— start of RECORDS PROVIDED —
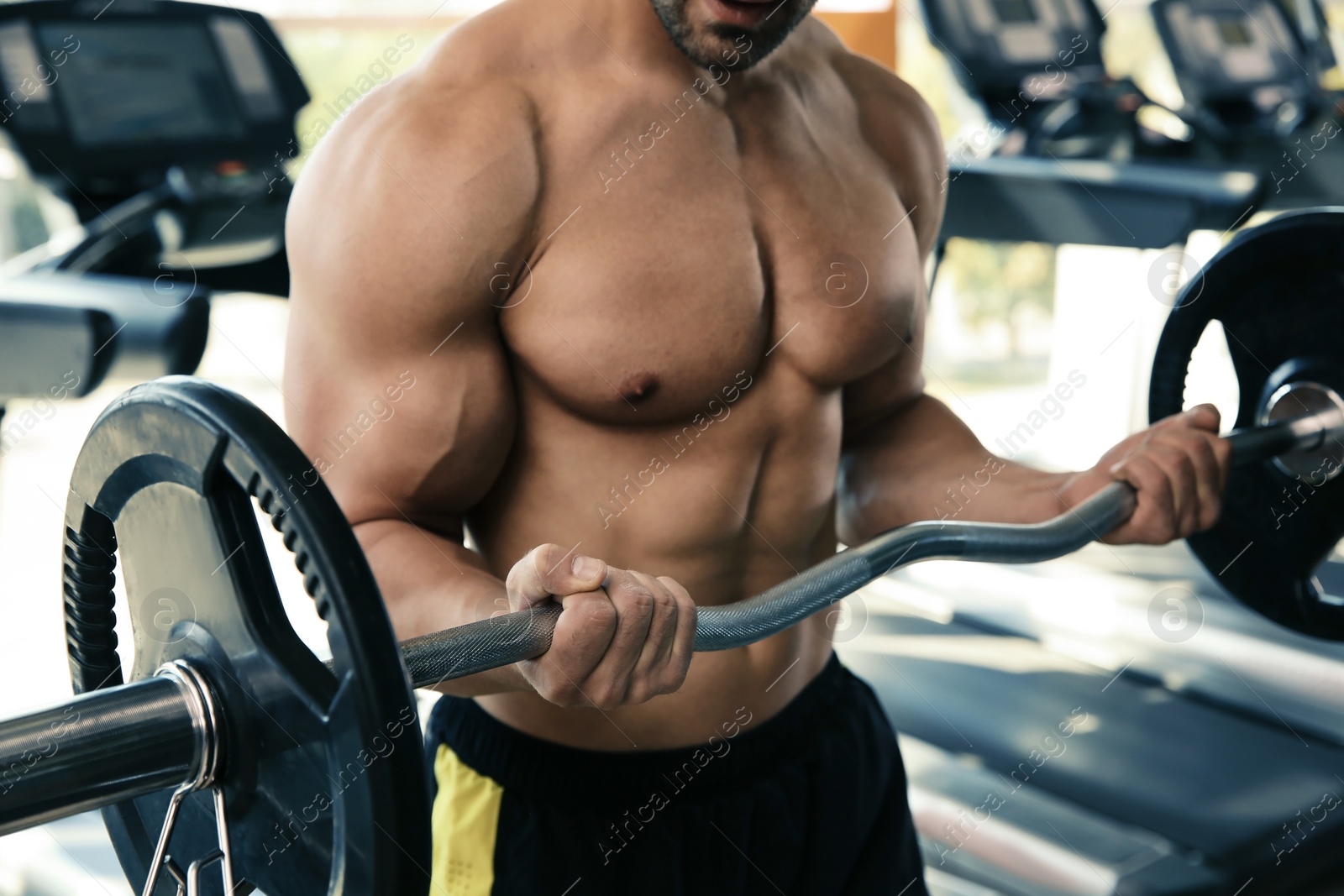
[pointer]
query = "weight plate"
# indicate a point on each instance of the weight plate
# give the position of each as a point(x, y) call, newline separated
point(1278, 291)
point(324, 774)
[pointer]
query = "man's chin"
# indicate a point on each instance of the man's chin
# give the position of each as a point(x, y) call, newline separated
point(745, 15)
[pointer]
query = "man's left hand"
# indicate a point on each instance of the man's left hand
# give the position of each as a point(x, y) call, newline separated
point(1179, 468)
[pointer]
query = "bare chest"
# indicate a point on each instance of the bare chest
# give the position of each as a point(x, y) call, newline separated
point(694, 237)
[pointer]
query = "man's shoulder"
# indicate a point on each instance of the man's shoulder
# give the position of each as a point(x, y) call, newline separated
point(895, 123)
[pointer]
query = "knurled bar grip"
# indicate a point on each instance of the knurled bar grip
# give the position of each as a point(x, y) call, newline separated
point(512, 637)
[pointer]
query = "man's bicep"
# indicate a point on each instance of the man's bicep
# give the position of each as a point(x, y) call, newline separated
point(396, 371)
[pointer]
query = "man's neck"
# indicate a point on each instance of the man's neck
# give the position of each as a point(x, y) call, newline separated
point(635, 34)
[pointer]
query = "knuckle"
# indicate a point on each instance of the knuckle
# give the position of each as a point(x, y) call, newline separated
point(638, 598)
point(608, 698)
point(562, 694)
point(597, 613)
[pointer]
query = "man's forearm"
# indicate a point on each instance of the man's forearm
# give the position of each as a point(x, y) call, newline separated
point(430, 584)
point(925, 464)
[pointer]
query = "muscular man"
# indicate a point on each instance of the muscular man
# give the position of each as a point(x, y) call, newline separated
point(577, 264)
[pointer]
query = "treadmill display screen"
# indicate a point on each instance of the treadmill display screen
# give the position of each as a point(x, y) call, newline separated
point(134, 83)
point(1014, 11)
point(1234, 33)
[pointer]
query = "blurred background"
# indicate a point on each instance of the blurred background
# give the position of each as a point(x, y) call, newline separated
point(1010, 320)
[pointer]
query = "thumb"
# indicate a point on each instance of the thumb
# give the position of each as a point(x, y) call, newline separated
point(549, 571)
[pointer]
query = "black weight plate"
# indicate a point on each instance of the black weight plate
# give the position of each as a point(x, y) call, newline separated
point(324, 777)
point(1278, 291)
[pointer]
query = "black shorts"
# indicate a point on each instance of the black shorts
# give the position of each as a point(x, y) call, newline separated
point(811, 802)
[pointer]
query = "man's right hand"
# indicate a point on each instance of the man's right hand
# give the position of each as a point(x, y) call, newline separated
point(622, 637)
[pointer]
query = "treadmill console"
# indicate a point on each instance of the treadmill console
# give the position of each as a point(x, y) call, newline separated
point(1018, 51)
point(112, 96)
point(1242, 60)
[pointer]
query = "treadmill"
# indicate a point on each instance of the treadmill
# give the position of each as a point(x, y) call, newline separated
point(1070, 160)
point(1250, 73)
point(165, 127)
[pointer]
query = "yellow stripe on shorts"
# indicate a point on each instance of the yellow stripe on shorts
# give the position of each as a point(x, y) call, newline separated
point(465, 820)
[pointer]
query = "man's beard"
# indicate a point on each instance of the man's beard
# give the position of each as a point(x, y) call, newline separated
point(716, 45)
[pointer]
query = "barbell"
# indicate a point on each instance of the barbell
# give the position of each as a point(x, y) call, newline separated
point(228, 741)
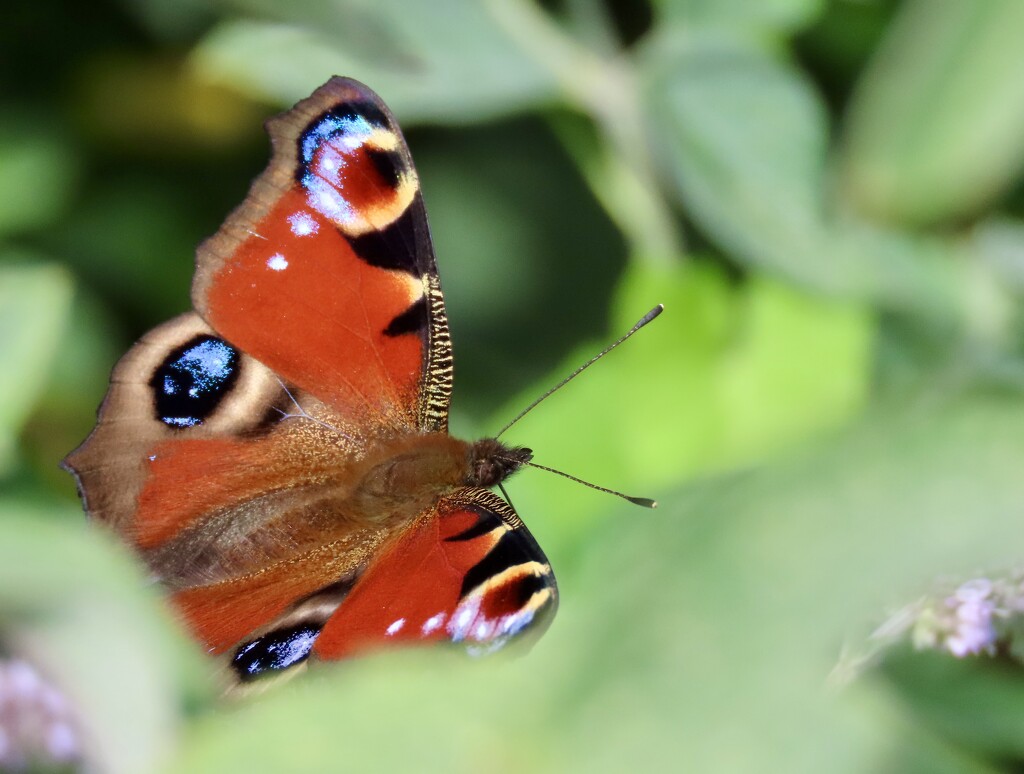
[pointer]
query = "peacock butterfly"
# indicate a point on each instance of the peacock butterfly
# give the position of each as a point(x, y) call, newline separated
point(280, 457)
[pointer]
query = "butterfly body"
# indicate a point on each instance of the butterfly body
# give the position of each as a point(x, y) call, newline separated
point(280, 457)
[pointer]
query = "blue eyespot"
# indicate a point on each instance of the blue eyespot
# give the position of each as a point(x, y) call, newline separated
point(193, 380)
point(274, 651)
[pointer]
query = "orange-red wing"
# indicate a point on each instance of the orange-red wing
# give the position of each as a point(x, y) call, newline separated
point(468, 571)
point(326, 273)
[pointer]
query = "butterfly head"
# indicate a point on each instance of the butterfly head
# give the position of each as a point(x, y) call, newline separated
point(491, 462)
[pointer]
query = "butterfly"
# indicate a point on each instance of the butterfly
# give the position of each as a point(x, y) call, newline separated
point(280, 457)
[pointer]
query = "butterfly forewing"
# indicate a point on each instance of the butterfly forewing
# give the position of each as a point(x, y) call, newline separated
point(327, 274)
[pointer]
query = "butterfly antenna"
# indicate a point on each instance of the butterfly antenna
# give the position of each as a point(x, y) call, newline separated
point(644, 502)
point(640, 324)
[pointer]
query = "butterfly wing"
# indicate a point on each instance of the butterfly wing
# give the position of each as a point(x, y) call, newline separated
point(466, 571)
point(327, 274)
point(321, 296)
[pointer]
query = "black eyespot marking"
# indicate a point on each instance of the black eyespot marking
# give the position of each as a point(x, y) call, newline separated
point(524, 588)
point(393, 247)
point(351, 119)
point(193, 380)
point(389, 165)
point(411, 320)
point(480, 528)
point(508, 552)
point(274, 651)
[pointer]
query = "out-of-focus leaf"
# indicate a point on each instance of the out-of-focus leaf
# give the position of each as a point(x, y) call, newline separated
point(79, 608)
point(694, 638)
point(781, 15)
point(160, 109)
point(132, 242)
point(743, 138)
point(34, 302)
point(743, 142)
point(976, 701)
point(171, 19)
point(38, 172)
point(937, 127)
point(66, 410)
point(446, 60)
point(728, 375)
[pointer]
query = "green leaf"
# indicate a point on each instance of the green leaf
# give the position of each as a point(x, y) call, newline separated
point(937, 126)
point(743, 141)
point(780, 15)
point(976, 701)
point(34, 302)
point(442, 61)
point(77, 606)
point(38, 172)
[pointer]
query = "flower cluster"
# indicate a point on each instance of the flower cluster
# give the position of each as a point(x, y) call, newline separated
point(37, 727)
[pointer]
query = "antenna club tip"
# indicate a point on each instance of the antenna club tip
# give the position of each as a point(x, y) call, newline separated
point(643, 502)
point(649, 316)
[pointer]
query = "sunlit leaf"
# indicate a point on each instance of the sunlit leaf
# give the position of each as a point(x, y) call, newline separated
point(78, 607)
point(444, 60)
point(937, 127)
point(38, 172)
point(35, 298)
point(743, 14)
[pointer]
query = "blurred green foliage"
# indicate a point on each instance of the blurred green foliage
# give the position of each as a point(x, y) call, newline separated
point(825, 195)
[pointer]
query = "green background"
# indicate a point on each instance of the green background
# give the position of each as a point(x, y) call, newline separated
point(827, 198)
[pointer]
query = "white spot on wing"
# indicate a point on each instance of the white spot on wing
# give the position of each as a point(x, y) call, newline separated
point(303, 224)
point(433, 622)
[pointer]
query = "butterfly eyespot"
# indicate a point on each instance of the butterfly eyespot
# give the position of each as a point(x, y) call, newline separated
point(193, 380)
point(274, 651)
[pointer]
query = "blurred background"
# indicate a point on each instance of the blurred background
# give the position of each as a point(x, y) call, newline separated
point(827, 198)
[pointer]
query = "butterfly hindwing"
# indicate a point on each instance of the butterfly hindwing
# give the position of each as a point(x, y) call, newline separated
point(327, 274)
point(468, 571)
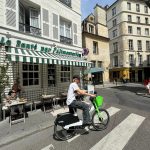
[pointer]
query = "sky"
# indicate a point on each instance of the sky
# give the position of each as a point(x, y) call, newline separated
point(88, 5)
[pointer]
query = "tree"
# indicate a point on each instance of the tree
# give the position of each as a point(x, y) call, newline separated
point(4, 78)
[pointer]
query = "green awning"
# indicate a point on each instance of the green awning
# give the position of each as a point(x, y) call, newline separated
point(93, 70)
point(32, 56)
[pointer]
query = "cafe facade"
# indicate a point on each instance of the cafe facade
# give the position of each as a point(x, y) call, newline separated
point(41, 41)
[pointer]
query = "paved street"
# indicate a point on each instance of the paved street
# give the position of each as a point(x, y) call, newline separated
point(129, 127)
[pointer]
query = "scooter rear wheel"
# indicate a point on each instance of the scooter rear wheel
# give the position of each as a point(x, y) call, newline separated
point(62, 133)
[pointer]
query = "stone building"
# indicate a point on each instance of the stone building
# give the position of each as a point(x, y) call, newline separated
point(95, 40)
point(129, 32)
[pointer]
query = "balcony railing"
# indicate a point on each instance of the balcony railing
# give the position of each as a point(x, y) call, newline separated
point(65, 40)
point(29, 29)
point(66, 2)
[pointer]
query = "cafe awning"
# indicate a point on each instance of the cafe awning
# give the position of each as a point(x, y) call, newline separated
point(32, 56)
— end of RECORDS PROVIDED —
* GOAL OF THE EXERCISE
Swap "instance" for "occurrence" in the records, from the start up to and including the line with "point(895, 123)", and change nothing else. Give only those lines and leave the pictures out.

* EXPECTED ANSWER
[pointer]
query = "weight plate"
# indicate a point on each occurrence of the weight plate
# give the position of each as a point(x, y) call, newline separated
point(1278, 291)
point(324, 774)
[pointer]
query = "man's chin"
# indicate a point on each occurrence of the man's chin
# give the position of each as a point(x, y) call, newline separated
point(745, 15)
[pointer]
query = "man's left hand"
# indicate a point on each occurrence of the man's left hand
# give the position of each as a point(x, y) call, newline separated
point(1179, 468)
[pointer]
query = "bare chest"
# indicate a point on each occurrence of the bare chest
# give the position of each as a point(x, y) call, newline separated
point(694, 237)
[pointer]
query = "man's shoulder"
# indicate a point on each occurrence of the man's shoulder
# give the position of each as a point(x, y) call, newline separated
point(895, 123)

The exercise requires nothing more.